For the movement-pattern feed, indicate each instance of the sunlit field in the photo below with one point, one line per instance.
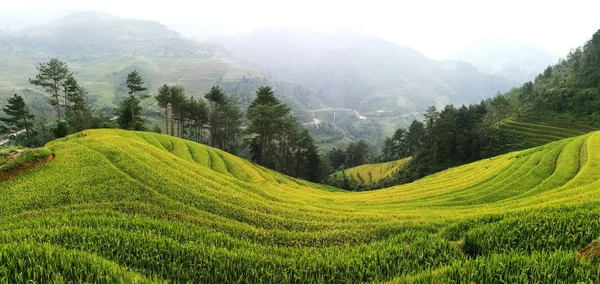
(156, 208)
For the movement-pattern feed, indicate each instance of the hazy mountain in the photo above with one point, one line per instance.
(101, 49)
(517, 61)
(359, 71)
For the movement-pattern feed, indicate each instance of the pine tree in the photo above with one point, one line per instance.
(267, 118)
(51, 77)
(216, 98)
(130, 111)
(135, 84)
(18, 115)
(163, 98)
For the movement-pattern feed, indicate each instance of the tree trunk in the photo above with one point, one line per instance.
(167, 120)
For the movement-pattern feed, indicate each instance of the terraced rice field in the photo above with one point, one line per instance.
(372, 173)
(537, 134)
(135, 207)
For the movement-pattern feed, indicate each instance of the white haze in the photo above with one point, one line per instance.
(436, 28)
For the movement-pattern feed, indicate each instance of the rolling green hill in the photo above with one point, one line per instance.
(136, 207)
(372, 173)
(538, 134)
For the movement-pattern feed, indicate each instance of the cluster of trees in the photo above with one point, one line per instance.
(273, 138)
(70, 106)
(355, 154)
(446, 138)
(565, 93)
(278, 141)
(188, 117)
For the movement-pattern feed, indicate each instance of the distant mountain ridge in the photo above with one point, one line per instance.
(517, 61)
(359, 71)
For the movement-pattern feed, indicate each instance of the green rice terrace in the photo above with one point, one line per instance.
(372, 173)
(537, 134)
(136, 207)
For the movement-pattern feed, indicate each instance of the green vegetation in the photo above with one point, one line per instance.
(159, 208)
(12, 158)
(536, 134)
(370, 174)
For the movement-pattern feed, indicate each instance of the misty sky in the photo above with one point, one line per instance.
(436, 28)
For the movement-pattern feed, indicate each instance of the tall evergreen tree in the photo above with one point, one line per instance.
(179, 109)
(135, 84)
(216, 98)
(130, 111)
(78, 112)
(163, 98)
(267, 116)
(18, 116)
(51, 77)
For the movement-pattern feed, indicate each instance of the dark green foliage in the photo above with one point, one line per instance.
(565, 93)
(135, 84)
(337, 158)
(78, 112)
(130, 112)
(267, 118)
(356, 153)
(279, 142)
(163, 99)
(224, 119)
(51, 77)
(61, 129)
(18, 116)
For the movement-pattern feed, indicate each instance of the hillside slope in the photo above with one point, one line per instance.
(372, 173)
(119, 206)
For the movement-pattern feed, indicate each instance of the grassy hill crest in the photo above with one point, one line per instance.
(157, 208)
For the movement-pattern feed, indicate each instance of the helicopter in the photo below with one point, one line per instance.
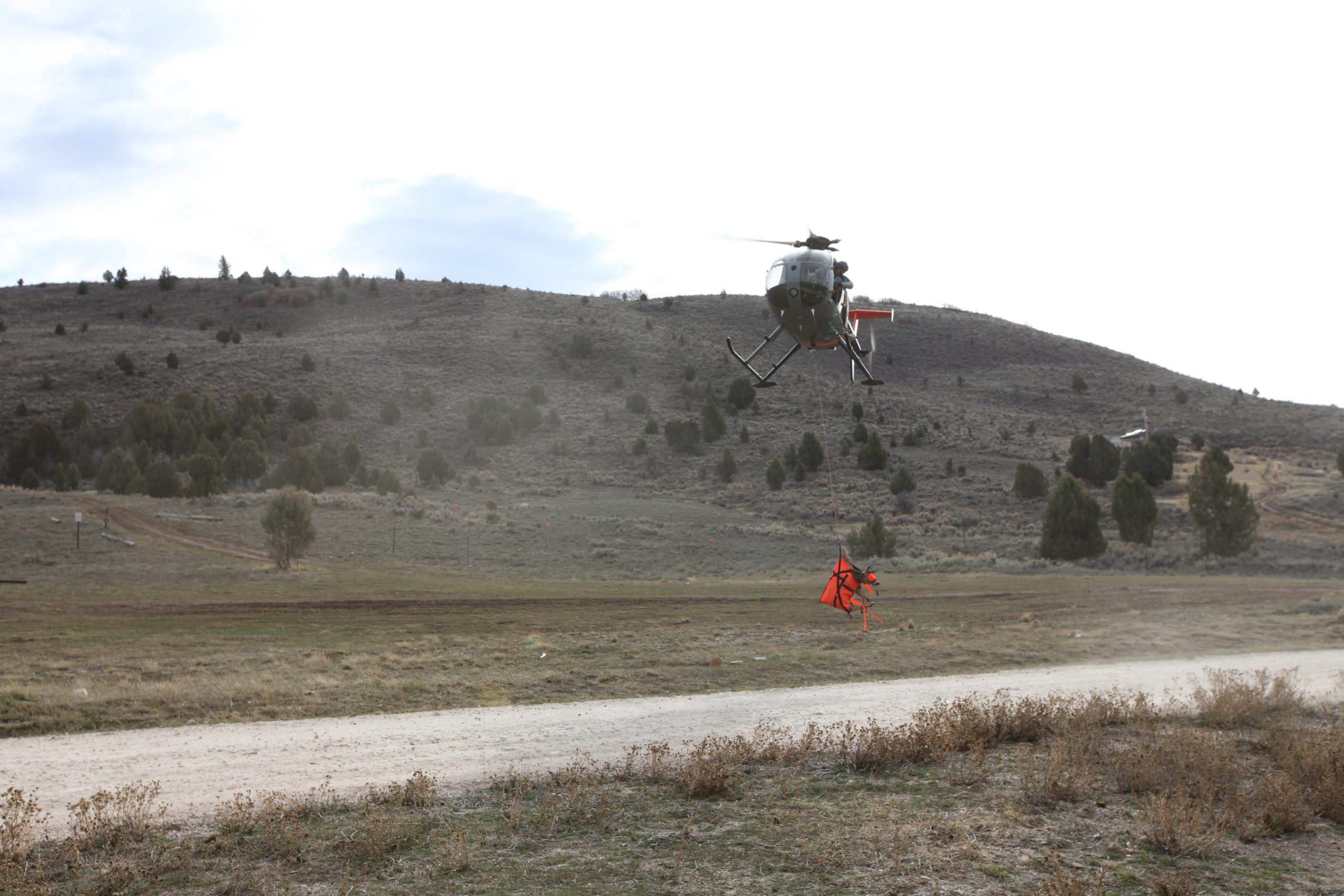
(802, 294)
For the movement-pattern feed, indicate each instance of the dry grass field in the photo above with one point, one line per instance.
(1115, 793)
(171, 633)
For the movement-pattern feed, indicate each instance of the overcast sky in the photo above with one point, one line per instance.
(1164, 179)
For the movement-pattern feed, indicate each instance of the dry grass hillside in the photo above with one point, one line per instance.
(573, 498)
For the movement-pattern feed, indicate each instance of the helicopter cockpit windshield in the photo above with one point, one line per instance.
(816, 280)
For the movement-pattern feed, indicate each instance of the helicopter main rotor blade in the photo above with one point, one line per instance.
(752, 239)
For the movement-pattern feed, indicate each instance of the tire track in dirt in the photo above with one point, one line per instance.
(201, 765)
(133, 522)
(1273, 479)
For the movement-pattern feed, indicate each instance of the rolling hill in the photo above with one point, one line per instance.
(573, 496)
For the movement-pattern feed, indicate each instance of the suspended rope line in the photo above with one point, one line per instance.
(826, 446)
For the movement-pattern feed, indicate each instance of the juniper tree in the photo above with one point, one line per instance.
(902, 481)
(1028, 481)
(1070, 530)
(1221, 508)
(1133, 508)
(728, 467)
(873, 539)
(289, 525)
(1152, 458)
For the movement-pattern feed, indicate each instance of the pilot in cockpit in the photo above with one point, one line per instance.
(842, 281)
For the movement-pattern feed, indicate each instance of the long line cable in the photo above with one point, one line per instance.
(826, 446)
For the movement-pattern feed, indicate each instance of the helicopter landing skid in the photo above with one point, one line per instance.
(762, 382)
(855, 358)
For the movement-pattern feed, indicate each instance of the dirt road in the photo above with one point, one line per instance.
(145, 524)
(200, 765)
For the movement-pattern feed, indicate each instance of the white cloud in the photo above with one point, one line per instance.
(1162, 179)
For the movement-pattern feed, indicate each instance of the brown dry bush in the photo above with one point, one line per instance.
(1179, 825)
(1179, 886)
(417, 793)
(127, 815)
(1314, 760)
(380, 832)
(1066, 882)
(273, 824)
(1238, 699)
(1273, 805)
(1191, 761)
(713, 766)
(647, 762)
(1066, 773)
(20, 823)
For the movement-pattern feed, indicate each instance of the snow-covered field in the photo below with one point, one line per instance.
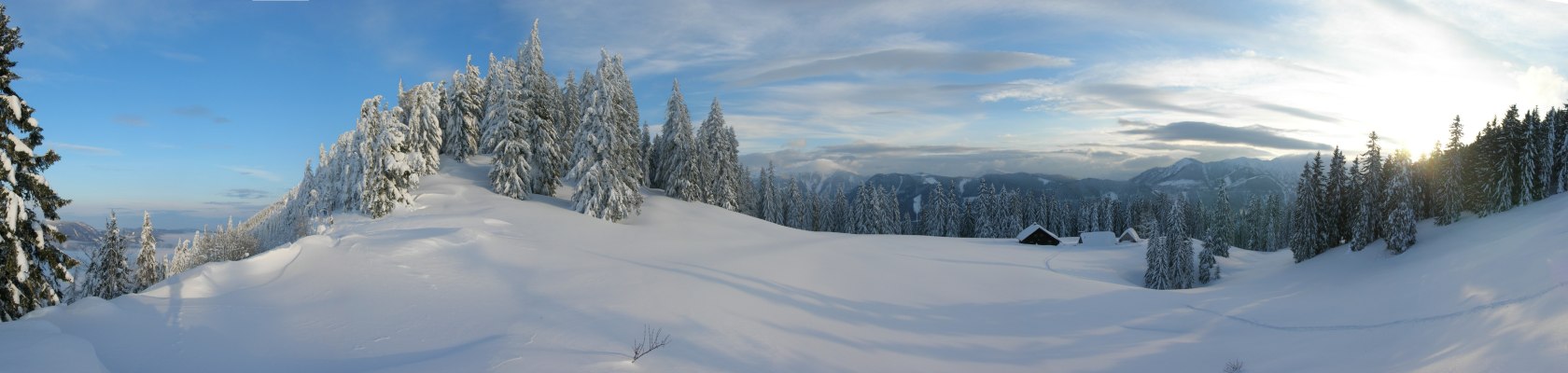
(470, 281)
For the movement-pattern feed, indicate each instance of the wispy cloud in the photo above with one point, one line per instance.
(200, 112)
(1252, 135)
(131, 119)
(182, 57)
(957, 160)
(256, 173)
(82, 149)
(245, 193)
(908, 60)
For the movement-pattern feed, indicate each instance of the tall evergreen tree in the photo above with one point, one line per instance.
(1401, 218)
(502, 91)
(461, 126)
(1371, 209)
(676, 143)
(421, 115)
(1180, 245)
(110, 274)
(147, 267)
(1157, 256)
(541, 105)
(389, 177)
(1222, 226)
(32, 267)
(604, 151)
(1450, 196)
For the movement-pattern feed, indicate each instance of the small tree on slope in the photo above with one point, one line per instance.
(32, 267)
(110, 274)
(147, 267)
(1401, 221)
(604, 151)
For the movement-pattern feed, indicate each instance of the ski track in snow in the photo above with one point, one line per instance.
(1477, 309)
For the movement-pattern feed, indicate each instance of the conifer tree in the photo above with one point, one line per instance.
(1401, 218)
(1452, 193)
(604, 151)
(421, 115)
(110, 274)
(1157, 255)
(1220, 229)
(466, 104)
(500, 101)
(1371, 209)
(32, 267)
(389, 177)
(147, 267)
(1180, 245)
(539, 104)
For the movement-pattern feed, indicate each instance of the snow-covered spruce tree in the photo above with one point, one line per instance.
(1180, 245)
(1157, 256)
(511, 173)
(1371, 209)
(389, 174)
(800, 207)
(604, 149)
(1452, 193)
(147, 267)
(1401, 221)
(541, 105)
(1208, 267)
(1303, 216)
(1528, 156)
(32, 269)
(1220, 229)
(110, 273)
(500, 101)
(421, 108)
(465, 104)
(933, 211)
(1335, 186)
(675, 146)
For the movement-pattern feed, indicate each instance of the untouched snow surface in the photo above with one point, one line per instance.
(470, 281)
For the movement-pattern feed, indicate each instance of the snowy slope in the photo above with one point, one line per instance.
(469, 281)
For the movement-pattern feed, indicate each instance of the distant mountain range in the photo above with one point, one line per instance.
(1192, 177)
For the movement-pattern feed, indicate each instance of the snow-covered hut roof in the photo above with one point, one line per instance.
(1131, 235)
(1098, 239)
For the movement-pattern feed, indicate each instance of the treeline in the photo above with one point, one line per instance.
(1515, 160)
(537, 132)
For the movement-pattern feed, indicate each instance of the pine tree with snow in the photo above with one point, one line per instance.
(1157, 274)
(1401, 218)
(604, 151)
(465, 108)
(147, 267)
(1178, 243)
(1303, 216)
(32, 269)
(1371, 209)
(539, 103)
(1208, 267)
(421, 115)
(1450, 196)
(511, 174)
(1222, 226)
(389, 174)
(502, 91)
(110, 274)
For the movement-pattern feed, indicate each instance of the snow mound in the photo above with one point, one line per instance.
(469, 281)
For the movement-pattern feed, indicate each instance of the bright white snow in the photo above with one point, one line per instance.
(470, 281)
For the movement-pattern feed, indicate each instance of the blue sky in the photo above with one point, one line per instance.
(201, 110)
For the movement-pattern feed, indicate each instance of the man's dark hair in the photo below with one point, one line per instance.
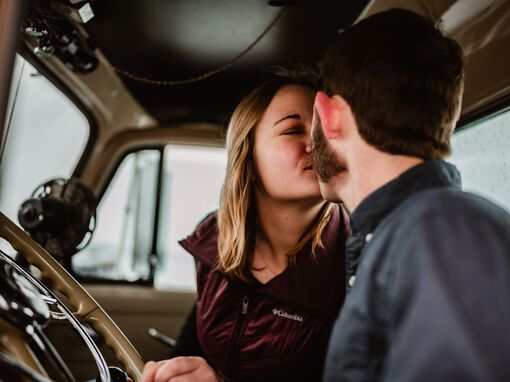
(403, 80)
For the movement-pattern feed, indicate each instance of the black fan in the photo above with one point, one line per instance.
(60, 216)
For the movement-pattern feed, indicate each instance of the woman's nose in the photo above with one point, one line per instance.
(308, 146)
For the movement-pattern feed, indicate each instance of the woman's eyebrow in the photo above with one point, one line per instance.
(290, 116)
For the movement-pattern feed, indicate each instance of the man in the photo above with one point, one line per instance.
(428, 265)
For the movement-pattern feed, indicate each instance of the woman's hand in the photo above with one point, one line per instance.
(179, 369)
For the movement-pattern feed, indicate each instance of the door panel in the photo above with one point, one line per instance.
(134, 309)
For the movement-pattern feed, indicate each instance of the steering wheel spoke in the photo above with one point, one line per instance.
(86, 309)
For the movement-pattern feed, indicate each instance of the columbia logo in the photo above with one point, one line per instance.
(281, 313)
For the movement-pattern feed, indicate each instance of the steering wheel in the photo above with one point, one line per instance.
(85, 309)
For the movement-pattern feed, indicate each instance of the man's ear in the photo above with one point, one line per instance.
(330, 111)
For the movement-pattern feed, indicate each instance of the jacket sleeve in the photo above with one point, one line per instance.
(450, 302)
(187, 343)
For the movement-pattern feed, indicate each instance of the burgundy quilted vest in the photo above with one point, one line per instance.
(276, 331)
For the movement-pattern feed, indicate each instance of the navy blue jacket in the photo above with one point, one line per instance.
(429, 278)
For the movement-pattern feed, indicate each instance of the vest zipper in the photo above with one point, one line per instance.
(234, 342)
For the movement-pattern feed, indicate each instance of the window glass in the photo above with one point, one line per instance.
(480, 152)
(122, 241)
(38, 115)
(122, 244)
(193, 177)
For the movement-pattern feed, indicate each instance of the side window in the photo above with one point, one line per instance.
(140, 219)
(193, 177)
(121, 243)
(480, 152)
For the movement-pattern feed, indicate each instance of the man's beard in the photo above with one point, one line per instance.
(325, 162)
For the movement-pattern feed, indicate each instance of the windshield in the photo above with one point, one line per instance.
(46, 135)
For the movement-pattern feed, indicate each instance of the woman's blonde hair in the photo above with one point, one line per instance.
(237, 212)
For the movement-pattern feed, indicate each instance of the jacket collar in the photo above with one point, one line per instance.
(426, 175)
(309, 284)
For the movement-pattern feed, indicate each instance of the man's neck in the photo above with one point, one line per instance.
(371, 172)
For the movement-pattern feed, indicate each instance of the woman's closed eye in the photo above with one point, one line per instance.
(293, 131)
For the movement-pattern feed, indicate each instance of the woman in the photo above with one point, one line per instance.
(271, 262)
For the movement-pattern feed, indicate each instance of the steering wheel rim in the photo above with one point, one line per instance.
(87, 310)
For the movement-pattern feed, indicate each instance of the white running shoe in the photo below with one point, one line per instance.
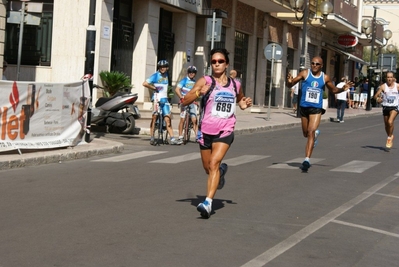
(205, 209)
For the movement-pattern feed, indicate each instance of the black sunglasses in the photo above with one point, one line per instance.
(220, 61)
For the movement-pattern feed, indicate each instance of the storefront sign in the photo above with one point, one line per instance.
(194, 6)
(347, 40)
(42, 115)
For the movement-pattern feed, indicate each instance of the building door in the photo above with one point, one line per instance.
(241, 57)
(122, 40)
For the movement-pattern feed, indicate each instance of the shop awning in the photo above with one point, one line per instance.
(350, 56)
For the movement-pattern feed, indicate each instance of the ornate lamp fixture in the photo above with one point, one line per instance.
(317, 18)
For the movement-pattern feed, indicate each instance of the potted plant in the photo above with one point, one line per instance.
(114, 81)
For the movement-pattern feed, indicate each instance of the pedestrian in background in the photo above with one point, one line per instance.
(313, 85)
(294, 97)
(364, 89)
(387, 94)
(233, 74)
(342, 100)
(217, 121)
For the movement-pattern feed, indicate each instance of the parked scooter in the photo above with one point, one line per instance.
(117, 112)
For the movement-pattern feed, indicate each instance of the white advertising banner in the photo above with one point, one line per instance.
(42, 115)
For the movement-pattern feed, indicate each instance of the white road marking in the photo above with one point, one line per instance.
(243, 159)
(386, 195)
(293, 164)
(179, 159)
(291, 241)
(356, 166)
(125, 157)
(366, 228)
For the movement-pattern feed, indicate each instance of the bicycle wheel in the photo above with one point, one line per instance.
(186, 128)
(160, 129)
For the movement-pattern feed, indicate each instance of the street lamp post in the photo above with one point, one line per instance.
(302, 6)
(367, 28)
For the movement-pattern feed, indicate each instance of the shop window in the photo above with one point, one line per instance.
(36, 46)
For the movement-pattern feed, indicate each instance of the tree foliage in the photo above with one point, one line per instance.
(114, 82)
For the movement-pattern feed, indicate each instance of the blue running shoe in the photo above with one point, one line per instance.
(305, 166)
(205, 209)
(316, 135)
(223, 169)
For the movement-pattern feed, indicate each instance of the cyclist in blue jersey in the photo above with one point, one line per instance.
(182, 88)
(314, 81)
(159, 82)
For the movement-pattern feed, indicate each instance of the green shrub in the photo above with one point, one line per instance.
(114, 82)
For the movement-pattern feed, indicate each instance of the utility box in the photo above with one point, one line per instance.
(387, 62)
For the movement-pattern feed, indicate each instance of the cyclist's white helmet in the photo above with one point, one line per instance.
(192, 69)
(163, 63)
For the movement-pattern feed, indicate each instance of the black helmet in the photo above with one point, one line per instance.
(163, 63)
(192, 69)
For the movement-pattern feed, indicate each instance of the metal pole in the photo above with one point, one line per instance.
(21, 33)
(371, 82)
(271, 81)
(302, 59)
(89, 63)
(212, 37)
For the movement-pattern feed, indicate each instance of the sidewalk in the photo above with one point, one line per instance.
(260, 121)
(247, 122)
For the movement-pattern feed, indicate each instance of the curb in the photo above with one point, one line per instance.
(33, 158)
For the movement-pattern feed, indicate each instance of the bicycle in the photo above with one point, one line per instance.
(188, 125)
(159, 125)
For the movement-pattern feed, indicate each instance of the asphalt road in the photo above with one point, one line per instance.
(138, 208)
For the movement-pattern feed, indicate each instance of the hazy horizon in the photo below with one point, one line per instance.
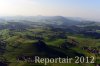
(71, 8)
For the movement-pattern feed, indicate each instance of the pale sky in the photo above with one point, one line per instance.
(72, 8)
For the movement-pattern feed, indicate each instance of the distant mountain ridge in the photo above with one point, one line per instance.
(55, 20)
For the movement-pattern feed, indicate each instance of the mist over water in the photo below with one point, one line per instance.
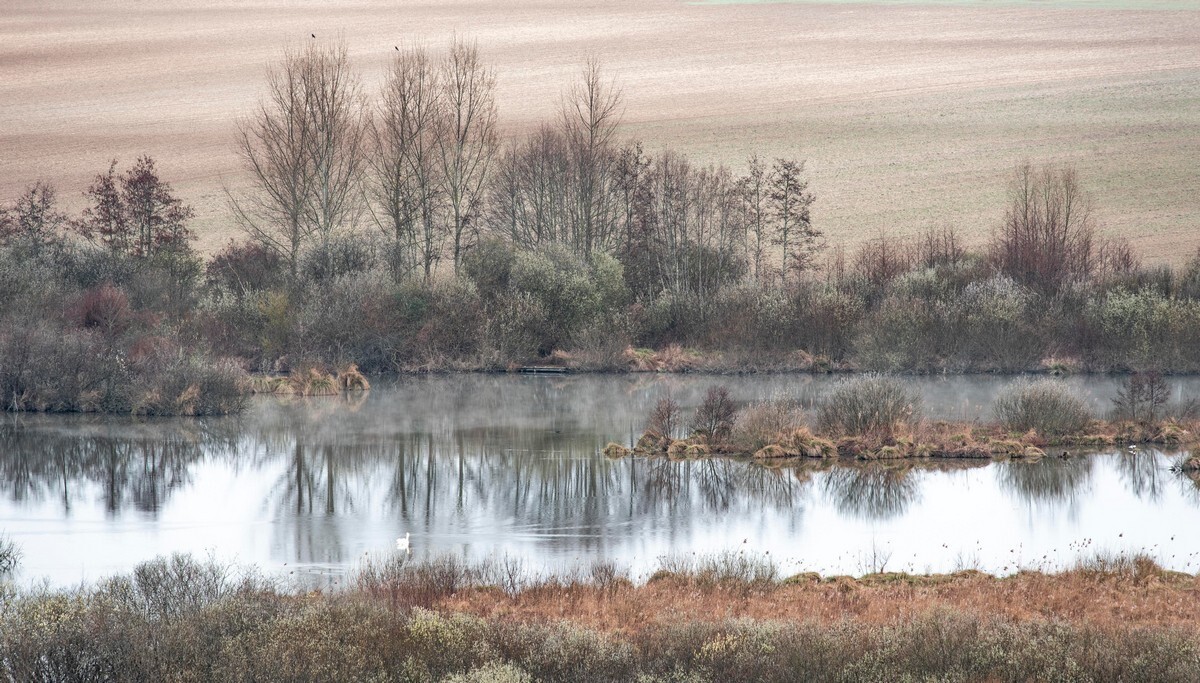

• [Task statement]:
Leave out the pictures, and please output only the lines from the line that contains "the cyclist in" through the end of the data, both ends included.

• [Full solution]:
For the movement-pattern feed, indicate each instance of the cyclist in blue jersey in the photo above with one point, one line per instance.
(182, 88)
(314, 81)
(159, 82)
For the movement-pattern feed, indicate each instance of the green shrub in the photo above with one point, one line per instance.
(114, 82)
For the movement-pattern feed, indicate each instance of the utility box in the photo above with one point, one line per instance.
(387, 62)
For the movement-pattern feed, indicate each instance of the cyclist's white helmet in the photo above with one point, one line per instance.
(192, 69)
(163, 63)
For the movement-pattern feed, indicate each instance of the black helmet in the photo above with one point, one line per instance.
(163, 63)
(192, 69)
For the movement-pattern feed, indicate each instance of the metal pole in the photo above with one point, one line per instance.
(21, 33)
(371, 82)
(271, 81)
(302, 59)
(89, 63)
(212, 37)
For the movement-pattern feed, indicate each instance of the sidewalk in the photo above with one point, one line per instance.
(260, 121)
(247, 122)
For the movement-pattern feed, indicate each instance of the curb in the photo above with one point, one line per instance.
(33, 158)
For the movement-pattern feed, indicate each instance of the bicycle in the photo above with one point, one line per instance.
(188, 125)
(159, 125)
For the movement-pattern feed, indicate each instance of the asphalt road in the photo above with one point, one line per instance.
(138, 208)
For the movement-pattern feed, indicate each instance of the hazy horizon in the photo below with one point, one line per instance.
(71, 8)
For the movement-pattern feed, indicate each instance of the pale sky in the photo above with one point, one line per instance.
(72, 8)
For the movement-pattern feed, indicate each instance of the distant mountain ridge in the photo above with one point, one line per instance.
(55, 20)
For the movement-pattern feed, indicate each instance of the mist over water in the photo below with one point, one line per instance.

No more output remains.